*** Recorded data Section Begins ***

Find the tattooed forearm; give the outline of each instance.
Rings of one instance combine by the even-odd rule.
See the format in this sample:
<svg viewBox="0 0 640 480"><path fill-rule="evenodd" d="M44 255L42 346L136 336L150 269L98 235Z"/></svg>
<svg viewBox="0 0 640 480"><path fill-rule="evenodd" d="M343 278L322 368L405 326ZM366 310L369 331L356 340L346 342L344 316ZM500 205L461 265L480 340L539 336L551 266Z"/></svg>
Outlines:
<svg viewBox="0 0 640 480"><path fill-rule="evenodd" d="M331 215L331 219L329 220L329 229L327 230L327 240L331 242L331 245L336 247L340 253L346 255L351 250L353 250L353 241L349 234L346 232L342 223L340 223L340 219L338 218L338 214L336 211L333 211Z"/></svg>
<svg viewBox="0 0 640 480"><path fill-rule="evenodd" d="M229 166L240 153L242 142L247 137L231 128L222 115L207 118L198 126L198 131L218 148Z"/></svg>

*** Recorded data Section Ends ***

## Work instruction
Copy the lines of the data above exactly as written, beginning with the line containing "Rings of one" and ending with the line containing "255L42 346L136 336L150", and leave out all other lines.

## Result of the exercise
Rings of one instance combine by the even-odd rule.
See the format in this sample:
<svg viewBox="0 0 640 480"><path fill-rule="evenodd" d="M44 255L42 346L136 336L150 269L98 235Z"/></svg>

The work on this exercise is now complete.